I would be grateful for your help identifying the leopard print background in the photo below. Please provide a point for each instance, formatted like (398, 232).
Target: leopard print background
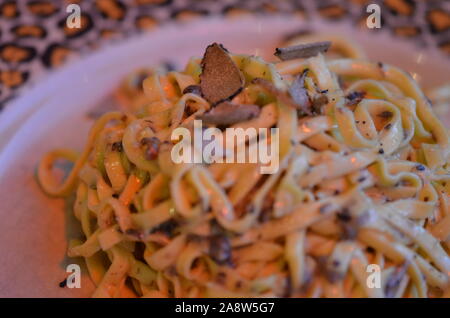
(34, 36)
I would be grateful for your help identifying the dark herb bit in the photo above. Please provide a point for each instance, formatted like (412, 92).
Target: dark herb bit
(117, 146)
(220, 249)
(319, 101)
(344, 215)
(152, 145)
(220, 79)
(355, 97)
(324, 208)
(227, 113)
(135, 233)
(302, 50)
(193, 89)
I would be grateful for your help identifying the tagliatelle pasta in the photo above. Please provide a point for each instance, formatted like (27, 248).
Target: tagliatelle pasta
(362, 186)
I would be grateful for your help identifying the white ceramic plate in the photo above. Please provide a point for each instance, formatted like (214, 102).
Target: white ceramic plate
(34, 228)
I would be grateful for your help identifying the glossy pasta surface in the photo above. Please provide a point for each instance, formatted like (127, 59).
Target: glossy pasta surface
(363, 179)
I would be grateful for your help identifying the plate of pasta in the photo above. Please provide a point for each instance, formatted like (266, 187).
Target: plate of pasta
(361, 184)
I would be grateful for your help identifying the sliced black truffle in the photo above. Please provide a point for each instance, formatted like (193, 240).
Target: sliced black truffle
(299, 94)
(302, 50)
(227, 113)
(220, 79)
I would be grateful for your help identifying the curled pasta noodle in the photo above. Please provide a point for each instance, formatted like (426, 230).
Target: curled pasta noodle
(363, 179)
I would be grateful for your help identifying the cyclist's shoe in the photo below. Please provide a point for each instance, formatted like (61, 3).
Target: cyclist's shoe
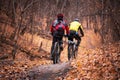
(61, 47)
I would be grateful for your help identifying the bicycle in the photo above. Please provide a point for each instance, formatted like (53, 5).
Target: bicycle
(72, 50)
(56, 52)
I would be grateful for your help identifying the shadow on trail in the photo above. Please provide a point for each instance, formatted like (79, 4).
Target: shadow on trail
(49, 72)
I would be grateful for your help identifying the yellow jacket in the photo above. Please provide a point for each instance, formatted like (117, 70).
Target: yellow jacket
(75, 25)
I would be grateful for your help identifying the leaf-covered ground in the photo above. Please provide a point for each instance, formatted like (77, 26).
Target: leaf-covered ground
(101, 63)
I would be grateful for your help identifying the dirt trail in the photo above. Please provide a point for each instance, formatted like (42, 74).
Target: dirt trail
(49, 72)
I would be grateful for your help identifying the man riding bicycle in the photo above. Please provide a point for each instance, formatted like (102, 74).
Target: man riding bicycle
(57, 29)
(74, 27)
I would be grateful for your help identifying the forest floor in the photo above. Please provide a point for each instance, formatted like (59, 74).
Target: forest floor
(102, 63)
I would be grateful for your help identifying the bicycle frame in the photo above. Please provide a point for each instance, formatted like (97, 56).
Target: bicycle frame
(72, 52)
(56, 52)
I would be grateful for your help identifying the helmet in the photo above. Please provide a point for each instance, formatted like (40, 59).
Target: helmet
(76, 19)
(60, 15)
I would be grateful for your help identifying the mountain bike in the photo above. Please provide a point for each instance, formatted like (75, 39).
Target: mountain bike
(72, 50)
(56, 52)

-------

Please retype the records above word for word, starting with the line that contains "I would be grateful for your help identifying the mountain" and going on through the end of the records.

I would be grateful for your help identifying the mountain bike in the photo above. Please provide a point for each instance, formatted like (75, 39).
Target: mountain bike
(72, 50)
(56, 52)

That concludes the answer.